— SEITE —

===

Tacoma-Narrows-Brücke

Die Tacoma-Narrows-Brücke von Norden. Links die Brücke von 1950, daneben die mittlerweile fertiggestellte neue Brücke.
Die ursprüngliche Brücke nach dem Einsturz

Die Tacoma-Narrows-Brücke, scherzhaft 'Galoppierende Gertie' genannt (englisch Tacoma Narrows Bridge bzw. 'Galloping Gertie'), ist eine Hängebrücke im US-Bundesstaat Washington. Sie führt über die Tacoma Narrows, einen Seitenarm des Puget Sounds und verbindet damit Tacoma im Osten mit Gig Harbor im Westen.

Insgesamt muss man drei verschiedene Bauwerke unterscheiden. Die erste, 1940 gebaute Brücke ist wenige Monate nach ihrer Eröffnung eingestürzt und wurde 1950 durch einen Neubau ersetzt. Parallel zu dieser zweiten Brücke wurde eine dritte Brücke gebaut, die dem gewachsenen Verkehrsaufkommen Rechnung tragen soll. Sie wurde im Juli 2007 fertiggestellt.

Die Brücke von 1940

Mit einer Mittelspannweite von 853 Metern war die erste Tacoma-Narrows-Brücke zum Zeitpunkt ihrer Fertigstellung die drittgrößte Hängebrücke der Welt. Sie wurde am 1. Juli 1940 eröffnet, stürzte jedoch vier Monate später am 7. November 1940 spektakulär ein.

Die Brücke wurde von dem Ingenieur Leon Moisseiff entworfen. Moisseiff sah eine äußerst schlanke Konstruktion des Fahrbahnträgers als Stahl-Vollwandträger vor – extrem niedrig und mit nur zwei Fahrbahnen und zwei Fußwegen auch sehr schmal. Grund dafür war das geringe erwartete Verkehrsaufkommen. Diese Entwicklung hatte Fritz Leonhardt mit der Planung der Rodenkirchener Brücke in Köln angestoßen. Bis dahin waren Hängebrücken immer mit wesentlich höheren und steiferen Fachwerkträgern ausgeführt worden. Das neue Konzept war noch vor Baubeginn an der Rodenkirchener Brücke von Othmar Ammann für die Bronx-Whitestone-Brücke in New York City übernommen und weitergeführt worden, an der auch Moisseiff mitgearbeitet hatte. Moisseiff ging diesen Weg bei der Tacoma-Narrows-Brücke noch weiter.

Vergleich der ersten Hängebrücken mit Vollwandträgern
Spannweite l Tragwerkshöhe h Tragwerksbreite b Schlankheit h/l Schlankheit b/l
Tacoma-Narrows-Brücke 853 m 2,4 m 11,9 m 1:350 1:72
Bronx-Whitestone-Brücke 701 m 3,4 m 22,6 m 1:209 1:31
Rodenkirchener Brücke 378 m 3,3 m 22,6 m 1:114 1:17

Diese Schlankheit führte zu einer sehr niedrigen Steifigkeit und einem sehr niedrigen Gewicht. Zusammen mit einer aerodynamisch ungünstigen Form des Trägers machte das die Brücke sehr windempfindlich.

===

— DATENAUSZÜGE —

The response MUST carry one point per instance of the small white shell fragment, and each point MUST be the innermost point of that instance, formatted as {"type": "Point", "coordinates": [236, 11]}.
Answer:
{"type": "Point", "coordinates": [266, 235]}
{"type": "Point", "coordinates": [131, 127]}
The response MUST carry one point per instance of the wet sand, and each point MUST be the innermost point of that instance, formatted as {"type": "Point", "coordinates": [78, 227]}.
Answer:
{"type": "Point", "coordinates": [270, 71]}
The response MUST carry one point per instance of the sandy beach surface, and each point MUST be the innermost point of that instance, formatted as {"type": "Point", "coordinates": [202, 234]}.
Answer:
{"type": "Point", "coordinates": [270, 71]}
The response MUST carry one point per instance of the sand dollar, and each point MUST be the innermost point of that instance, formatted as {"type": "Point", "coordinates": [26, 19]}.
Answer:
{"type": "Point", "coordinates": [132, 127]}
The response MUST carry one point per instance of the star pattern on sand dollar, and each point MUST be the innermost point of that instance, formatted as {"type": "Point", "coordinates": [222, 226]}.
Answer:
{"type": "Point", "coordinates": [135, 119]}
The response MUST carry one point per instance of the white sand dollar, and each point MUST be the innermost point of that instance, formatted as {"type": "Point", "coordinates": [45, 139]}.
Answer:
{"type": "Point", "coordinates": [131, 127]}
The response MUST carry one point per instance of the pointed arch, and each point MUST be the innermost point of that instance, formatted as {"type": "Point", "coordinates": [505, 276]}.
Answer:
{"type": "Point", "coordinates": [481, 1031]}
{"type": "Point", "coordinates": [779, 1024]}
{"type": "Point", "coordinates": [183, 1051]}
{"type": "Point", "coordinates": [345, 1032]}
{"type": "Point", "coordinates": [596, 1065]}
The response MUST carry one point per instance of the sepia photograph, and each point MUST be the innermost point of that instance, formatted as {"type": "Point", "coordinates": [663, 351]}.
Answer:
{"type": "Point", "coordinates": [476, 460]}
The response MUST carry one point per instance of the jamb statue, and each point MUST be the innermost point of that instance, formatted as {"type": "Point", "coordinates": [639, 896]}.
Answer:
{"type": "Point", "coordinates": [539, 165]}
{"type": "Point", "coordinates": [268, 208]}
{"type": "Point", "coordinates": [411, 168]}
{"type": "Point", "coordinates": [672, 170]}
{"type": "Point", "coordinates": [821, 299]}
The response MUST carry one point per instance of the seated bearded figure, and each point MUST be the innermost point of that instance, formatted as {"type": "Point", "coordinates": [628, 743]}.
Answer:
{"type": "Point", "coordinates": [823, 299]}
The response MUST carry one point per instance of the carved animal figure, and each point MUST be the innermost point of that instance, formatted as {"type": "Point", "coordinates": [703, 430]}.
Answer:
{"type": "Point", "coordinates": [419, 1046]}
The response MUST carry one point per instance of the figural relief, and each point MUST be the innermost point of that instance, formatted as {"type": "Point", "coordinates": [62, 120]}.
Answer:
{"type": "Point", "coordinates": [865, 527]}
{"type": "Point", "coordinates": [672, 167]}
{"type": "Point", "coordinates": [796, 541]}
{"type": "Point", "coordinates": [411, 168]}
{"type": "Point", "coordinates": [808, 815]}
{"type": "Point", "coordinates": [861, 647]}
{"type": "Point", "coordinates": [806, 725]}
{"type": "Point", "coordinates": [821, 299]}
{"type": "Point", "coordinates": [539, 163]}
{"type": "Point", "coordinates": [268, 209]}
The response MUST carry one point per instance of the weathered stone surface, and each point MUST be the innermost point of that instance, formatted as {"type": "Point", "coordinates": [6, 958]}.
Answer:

===

— AUFGABE 1 —
Gib bitte aus dem Text über die Tacoma-Narrows-Brücke wortgetreu den Abschnitt aus, der mit den Worten „Die Brücke von 1940“ beginnt und mit „1940 spektakulär ein.“ endet.
— AUFGABE 2 —
Von welchem Ingenieur stammt laut dem Text über die Tacoma-Narrows-Brücke der Entwurf der Brücke von 1940?
Die Zeilen sind eigenständiges Material und gehören nicht zum Text über die Tacoma-Narrows-Brücke.

— ERGEBNIS 1 —
Die Brücke von 1940

Mit einer Mittelspannweite von 853 Metern war die erste Tacoma-Narrows-Brücke zum Zeitpunkt ihrer Fertigstellung die drittgrößte Hängebrücke der Welt. Sie wurde am 1. Juli 1940 eröffnet, stürzte jedoch vier Monate später am 7. November 1940 spektakulär ein.

— ERGEBNIS 2 —
Von Leon Moisseiff.